===== The input
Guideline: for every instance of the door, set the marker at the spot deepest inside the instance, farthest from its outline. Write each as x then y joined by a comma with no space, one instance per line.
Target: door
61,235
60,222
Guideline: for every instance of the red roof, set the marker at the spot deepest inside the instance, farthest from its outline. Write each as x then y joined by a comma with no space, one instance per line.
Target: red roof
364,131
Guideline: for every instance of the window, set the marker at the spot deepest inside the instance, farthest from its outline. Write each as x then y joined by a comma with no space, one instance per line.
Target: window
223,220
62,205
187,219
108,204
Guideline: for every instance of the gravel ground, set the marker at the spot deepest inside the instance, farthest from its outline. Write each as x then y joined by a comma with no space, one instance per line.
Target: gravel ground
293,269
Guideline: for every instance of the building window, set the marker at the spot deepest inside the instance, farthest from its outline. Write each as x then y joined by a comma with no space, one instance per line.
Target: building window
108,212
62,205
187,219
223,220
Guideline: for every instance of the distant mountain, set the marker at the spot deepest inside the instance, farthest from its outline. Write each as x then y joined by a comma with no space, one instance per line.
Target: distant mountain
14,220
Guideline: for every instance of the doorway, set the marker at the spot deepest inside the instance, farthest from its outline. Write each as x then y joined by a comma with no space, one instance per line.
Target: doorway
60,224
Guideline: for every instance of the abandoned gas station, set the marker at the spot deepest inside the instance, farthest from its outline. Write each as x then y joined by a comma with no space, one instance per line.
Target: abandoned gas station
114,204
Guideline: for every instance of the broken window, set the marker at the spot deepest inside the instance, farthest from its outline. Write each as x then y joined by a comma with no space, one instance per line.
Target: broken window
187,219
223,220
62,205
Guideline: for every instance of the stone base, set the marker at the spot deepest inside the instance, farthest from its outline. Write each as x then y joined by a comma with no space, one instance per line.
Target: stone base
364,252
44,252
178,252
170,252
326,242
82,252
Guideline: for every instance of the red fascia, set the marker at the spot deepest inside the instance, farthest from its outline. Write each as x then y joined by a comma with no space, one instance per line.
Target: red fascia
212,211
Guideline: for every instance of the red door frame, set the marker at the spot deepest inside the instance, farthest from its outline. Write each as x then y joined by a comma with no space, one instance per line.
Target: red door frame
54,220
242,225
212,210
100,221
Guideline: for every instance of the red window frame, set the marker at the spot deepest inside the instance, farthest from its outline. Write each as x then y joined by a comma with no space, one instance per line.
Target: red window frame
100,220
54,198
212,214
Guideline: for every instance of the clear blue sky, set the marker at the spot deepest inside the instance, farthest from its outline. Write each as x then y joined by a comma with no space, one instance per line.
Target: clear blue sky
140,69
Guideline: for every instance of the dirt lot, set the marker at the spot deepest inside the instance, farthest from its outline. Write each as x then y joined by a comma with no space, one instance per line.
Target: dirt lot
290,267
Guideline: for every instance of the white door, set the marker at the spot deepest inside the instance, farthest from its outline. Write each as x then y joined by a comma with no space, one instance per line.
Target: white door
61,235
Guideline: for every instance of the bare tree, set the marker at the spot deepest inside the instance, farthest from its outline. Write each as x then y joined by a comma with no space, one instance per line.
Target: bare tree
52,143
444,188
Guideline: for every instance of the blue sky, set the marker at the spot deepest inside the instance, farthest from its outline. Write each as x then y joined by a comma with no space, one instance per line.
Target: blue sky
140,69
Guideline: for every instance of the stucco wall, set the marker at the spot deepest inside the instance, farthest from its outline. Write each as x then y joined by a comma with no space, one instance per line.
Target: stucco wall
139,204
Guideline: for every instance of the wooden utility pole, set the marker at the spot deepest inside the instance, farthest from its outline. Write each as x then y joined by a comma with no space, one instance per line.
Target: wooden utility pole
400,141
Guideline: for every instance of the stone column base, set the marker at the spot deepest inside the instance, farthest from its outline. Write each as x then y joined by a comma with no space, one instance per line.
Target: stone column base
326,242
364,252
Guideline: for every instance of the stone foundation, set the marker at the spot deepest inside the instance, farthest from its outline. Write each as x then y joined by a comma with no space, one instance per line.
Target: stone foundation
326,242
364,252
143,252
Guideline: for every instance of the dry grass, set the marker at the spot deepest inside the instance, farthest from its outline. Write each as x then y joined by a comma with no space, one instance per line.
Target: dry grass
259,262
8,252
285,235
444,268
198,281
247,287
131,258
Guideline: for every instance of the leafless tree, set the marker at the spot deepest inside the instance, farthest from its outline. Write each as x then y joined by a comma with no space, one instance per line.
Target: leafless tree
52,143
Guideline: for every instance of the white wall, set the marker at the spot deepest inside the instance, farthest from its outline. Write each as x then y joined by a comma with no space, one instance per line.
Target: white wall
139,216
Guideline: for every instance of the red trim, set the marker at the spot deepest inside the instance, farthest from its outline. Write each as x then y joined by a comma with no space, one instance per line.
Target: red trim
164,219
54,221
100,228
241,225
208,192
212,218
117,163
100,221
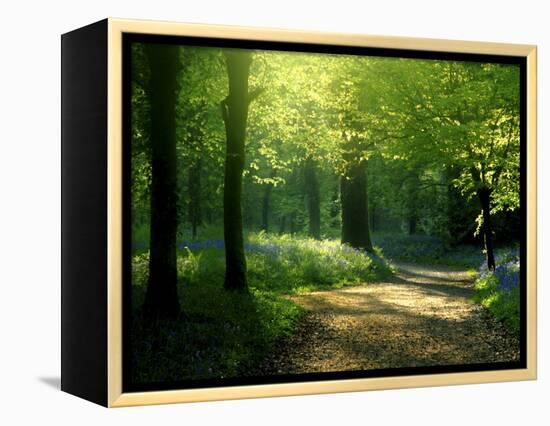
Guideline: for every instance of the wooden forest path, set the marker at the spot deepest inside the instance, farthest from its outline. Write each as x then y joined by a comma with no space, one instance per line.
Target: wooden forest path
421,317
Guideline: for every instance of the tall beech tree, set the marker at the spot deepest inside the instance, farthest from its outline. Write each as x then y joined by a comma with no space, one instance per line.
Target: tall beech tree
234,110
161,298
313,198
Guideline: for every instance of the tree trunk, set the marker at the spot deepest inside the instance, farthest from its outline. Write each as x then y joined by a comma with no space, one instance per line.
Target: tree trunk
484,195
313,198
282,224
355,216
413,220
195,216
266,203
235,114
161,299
==========
> **Requirements**
Rewrite all of the data above, changing each "marker" to "pin" and keeping everything else the same. Leave the pictures out of your answer.

> **Reply to the task**
Guideline: for every instance of the door, set the pin at the spot deepest inside the instance, farthest from its outline. Write each as x then y joined by a comma with no space, one instance per line.
Target: door
61,235
60,222
Guideline: for every instance of the red roof, set the pin at the spot deepest inside the instance, farthest from its outline. Write each as x then y joined by a comma with no space, one instance per line.
Target: red roof
364,131
Guideline: for every instance of the window, set the pin at the spot deepest inside the instance, farthest from its outline. Write each as x then y joined by a comma with no space, one instance per line.
Target: window
223,220
62,205
187,219
108,204
Guideline: for every instance of the gravel ground, set the pin at the spot deepest inside the instance, farthest from its outline. Write each as x then y joined by a comma with no space, one instance per line.
Target: gravel ground
293,269
Guideline: for every instance of the building window, set the pin at the spot deepest inside the instance, farthest from its outline. Write each as x then y joined by a comma with no space, one instance per line.
Target: building window
108,212
62,205
187,219
223,220
Guideline: for every instance of the distant mountain, set the pin at the spot deepest inside the instance, farthest from its outline. Write each as x then y joined by a comma with no space, one instance per line.
Target: distant mountain
14,220
Guideline: for every instance of the doorway, set the pin at the spot deepest inside the instance, farthest from its outline. Write each as x then y joined by a comma with no space, one instance per line.
Target: doorway
60,224
Guideline: for every instance of the abandoned gas station, set the pin at the spot deepest inside the instance, farthest from its outline. Write each as x then y joined by a comma with no space, one instance per line.
Target: abandoned gas station
114,204
Guideline: for every instance of the broken window, set the pin at the spot deepest inside the instance, farthest from its outline. Write each as x then y joined by a comma with no space, one instance per line.
Target: broken window
187,219
223,220
62,205
Guideline: for every instance of the stone base, set the pin at the spot deepest inside the instance, farthest from its outline. Write each as x then y joined by a comma with no space, one instance per line.
Target: stone base
364,252
44,252
178,252
170,252
326,242
82,252
Guideline: for every instance of the red fascia, set the pin at the spot deepest inside the instance, farthest from its outline. Write each as x then y joined by a comma with no space, one instance per line.
Target: red fascia
212,211
Guideline: for every instance of the red door frame, set the pin at the spot deepest inside the instance, farthest from its outline. Write each as x then y joined by a comma with no space, one instance per line.
Target: red door frame
54,220
242,225
212,210
100,221
Guideline: for every instance of the red window frame, set the pin at the spot deepest inside the instance, farthest from its outline. Write each as x then y joined by a comma with no space, one instance per line.
Target: red window frame
100,220
54,198
212,214
Guideline: for every instance of the clear blue sky, set the pin at the spot deepest inside the instance, farthest from its outline. Write each as x then y joined by a comma with no space, one instance per line.
Target: clear blue sky
140,69
Guideline: for every instance of the dirt lot, set the pin at the spot deepest inside the instance, farthest from its outline. Write each as x then y joined by a comma with no space, one instance per line.
Target: dirt lot
290,267
Guideline: for every instance of the white door, set the pin at the spot deepest inside the instance, farthest from its outline. Write each as x then y joined by a comma with no space, one instance per line.
Target: white door
61,235
Guideline: for every instance of the bare tree, set the pin at the spot deepest inside the instance, farthest from its outline. Write each as x then y joined by a comma with no space, one instance per line.
Target: bare tree
52,143
444,188
Guideline: for every instance of the blue sky, set the pin at the spot deepest inside the instance, farthest from its outline. Write each as x then y joined by a comma with no space, one instance per line.
Target: blue sky
140,69
Guideline: for every instance of the stucco wall, set the pin at the spot deepest inside the instance, farthest from its outline. Write each as x then y joined by a comma with no space, one instance per line.
Target: stucco wall
139,204
Guideline: for every instance of the wooden utility pole, set the pin at the spot deepest inside the instance, farthest from its outline. Write each as x then y joined by a comma with no space, one instance per line.
Target: wooden utility pole
400,141
Guideline: for every instance of the stone column base, set the pin at the spot deepest inside the instance, farthest from its outline. Write each as x then y joined by a comma with no space, one instance per line.
Target: stone column base
326,242
364,252
Guideline: for every instance of the stone foundation, set the pin at the spot deepest inside the instance, farthest from its outline. Write each as x then y joined by a comma with no space, one instance per line.
Target: stone foundation
326,242
364,252
143,252
Guideline: for every instance of the dry grass, set the pin at the spot deepest inside the instance, farthest from its outline. Write each as x then y joined by a comma with no space, one instance per line.
Target: dry grass
259,262
8,252
285,235
444,268
198,281
247,287
131,258
Guideline: for every instance of the leafless tree, set the pin at the spot deepest inside the instance, farthest from its outline. Write each as x then y joined by a comma with no space, one instance per line.
Target: leafless tree
52,143
Guideline: for every instance of the white wall, set the pin at the spot deepest inside the instance, farthest from its outline. Write each as x then y joined by a comma with no space, one instance per line.
Target: white wall
139,216
Guideline: for every instance of the red trim, set the pin at the spot deepest inside the instance, farthest from its outline. Write each as x then y joined by a comma with no space, one instance per line.
Target: red trim
164,219
54,221
100,228
241,225
208,192
212,218
117,163
100,221
Guideline: for every instance of the wooden forest path, set the pin at the spot deepest inside the instance, farthest from its outline. Write each as x then y joined by a comma with no space, one instance per line.
Target: wooden forest path
421,317
Guideline: for every instance of the tall beech tree, set the pin at the spot deepest inside the instance, farthest from its outline. Write each as x then y joined by a comma with no space, one instance per line.
Target: tall beech tree
234,110
161,298
313,198
Guideline: for every instance of the tree trunk, set the pin at the spot deepest inside the instance, farthest from its outline. Write each as x then y joined by a comma with no space, one instance per line.
Target: tree trunk
484,195
313,198
282,224
355,216
413,220
195,216
266,203
235,114
161,299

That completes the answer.